◆ **Data in this exercise**:
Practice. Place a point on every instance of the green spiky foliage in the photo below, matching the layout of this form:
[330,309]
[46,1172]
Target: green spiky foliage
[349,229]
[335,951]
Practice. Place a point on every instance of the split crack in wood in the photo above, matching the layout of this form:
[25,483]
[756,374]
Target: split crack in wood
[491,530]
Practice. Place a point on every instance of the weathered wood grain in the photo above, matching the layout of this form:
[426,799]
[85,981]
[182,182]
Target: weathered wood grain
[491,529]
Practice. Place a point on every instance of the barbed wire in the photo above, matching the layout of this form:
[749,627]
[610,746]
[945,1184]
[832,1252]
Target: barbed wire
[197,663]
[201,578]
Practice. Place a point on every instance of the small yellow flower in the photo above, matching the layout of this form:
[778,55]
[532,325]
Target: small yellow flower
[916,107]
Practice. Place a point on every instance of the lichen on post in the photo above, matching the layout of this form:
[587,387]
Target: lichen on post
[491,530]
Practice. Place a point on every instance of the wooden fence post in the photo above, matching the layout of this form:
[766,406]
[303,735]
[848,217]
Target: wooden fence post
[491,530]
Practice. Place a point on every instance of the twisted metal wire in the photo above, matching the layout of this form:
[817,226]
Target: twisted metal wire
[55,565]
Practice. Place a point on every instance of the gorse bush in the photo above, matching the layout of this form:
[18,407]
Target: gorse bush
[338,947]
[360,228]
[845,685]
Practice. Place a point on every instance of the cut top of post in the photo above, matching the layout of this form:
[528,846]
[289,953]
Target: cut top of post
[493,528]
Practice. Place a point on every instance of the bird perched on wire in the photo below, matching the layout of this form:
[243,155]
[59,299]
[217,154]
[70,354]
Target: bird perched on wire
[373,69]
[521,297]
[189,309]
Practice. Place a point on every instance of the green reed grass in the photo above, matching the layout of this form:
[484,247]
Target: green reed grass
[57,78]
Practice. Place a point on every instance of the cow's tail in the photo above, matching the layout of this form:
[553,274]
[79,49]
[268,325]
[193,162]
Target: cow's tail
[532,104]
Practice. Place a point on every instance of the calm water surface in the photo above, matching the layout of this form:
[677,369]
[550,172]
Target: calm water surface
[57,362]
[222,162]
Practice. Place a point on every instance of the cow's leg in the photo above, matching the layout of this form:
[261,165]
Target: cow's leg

◆ **Objective**: Convert all the lines of the records above into one numbered list, skipping any blank lines.

◆ **Expected answer**:
1. Practice. Place a point on every instance of the green spiky foliage in the photo below, matching the layout of this form:
2. [330,309]
3. [46,1172]
4. Target: green spiky foliage
5. [349,229]
6. [335,951]
7. Practice. Place a point on every instance of the split crack in wood in the photo above, matching the layout of this form:
8. [25,483]
9. [756,374]
10. Target: split crack in wood
11. [491,530]
12. Practice. Place a point on every instance of the weathered wood grain in the photo above, matching the layout of this form:
13. [426,799]
14. [85,981]
15. [182,182]
16. Target: weathered wood grain
17. [491,529]
18. Practice. Place a point on every instance of the barbed wire in the photo above, matching the layout of this form:
19. [749,627]
20. [610,746]
21. [945,1184]
22. [832,1252]
23. Target: barbed wire
24. [197,663]
25. [201,578]
26. Practice. Place a point on every instance of the small yellow flower in the photo above, matching the layout of this form:
27. [778,55]
28. [532,325]
29. Target: small yellow flower
30. [916,107]
31. Practice. Place a point on every instance of the lichen on post in the photo above, matching the layout of this form:
32. [587,387]
33. Target: lichen on post
34. [491,530]
35. Practice. Place a point on every instance of the wooden fence post in the photo above, matching the layout of this form:
36. [766,406]
37. [303,735]
38. [848,217]
39. Target: wooden fence post
40. [491,530]
41. Practice. Place a point on every instance of the twisted metal wire in the photo above, matching the layout of this form:
42. [817,226]
43. Target: twisted metal wire
44. [55,565]
45. Practice. Place a point on every instance of the gorse bush in the photo above, matching the layout of this form:
46. [18,407]
47. Target: gorse bush
48. [338,947]
49. [360,228]
50. [845,685]
51. Practice. Place a point on every instance of the cut top of post in the photo above, matching the layout of this form:
52. [528,846]
53. [289,953]
54. Target: cut top of post
55. [493,528]
56. Practice. Place a point on every instance of the bird perched on wire in the photo below, matching the layout of this form:
57. [243,155]
58. [59,299]
59. [217,154]
60. [70,354]
61. Target: bird perched on wire
62. [373,69]
63. [521,297]
64. [189,309]
65. Practice. Place a point on every instance of the green reed grass in the photo above, matching the layout of this form:
66. [484,247]
67. Target: green reed grass
68. [57,78]
69. Practice. Place a point on every instance of the cow's tail in the photo above, matching the layout of this form:
70. [553,274]
71. [79,49]
72. [268,325]
73. [193,162]
74. Target: cow's tail
75. [532,104]
76. Practice. Place a point on every instance of the calm water surface in the photo above, matching the layout of this form:
77. [677,369]
78. [550,172]
79. Target: calm water surface
80. [57,362]
81. [222,162]
82. Practice. Place a point on every instance of the cow's leg in the photo above, matching the layout of this form:
83. [261,165]
84. Target: cow's leg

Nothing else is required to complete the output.